(Photo-based point labeling data)

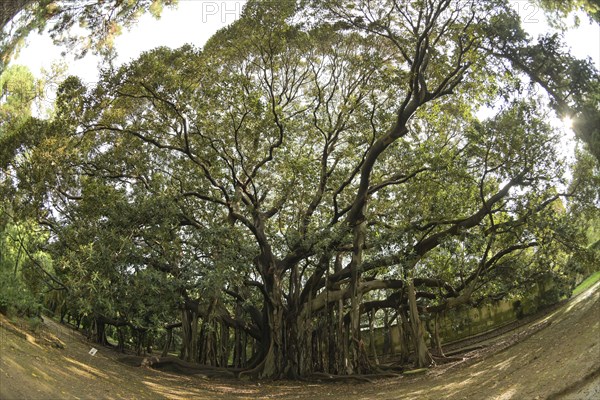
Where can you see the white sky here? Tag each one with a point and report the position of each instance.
(194, 21)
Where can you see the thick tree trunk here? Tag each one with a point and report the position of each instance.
(403, 330)
(372, 337)
(358, 360)
(168, 341)
(423, 357)
(438, 341)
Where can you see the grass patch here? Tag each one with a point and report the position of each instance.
(587, 283)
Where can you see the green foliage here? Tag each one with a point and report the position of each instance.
(239, 180)
(587, 283)
(102, 20)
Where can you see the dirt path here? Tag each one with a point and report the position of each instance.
(557, 357)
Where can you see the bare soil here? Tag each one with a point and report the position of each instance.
(555, 357)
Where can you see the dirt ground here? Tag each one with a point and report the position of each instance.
(557, 357)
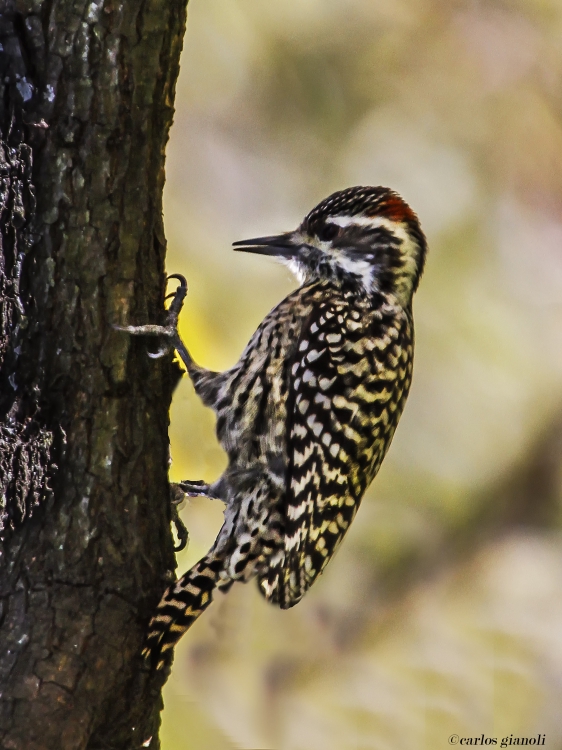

* Stated problem
Rescale the records above by copying out all their lines of text and multiplying each coordinate in the answers by 2.35, rounded to whole numbers with halves going up. Leave the pictures out.

* The response
Where can you see the white sky here? Tag each one with a point and report the position of each instance.
(456, 49)
Where can you see the thick tree trunk here? Tag each one with a point and report the position of each instance.
(947, 776)
(874, 792)
(841, 846)
(395, 801)
(994, 839)
(1029, 801)
Where can you see the grass patch here? Tag each one with a point and report the position of each instance.
(1379, 665)
Where can you see the green foliage here? Tag each one with a point and report the position of each instance.
(562, 423)
(1379, 665)
(240, 47)
Where can you see the dirt path here? Tag each one with a point and report the position of each instance.
(1309, 839)
Where can you see the bare soil here? Tag each one with a point and report the position of each instance.
(1304, 839)
Where can you see the dirt ground here? Tag each one with a point and report the position of each instance.
(1309, 839)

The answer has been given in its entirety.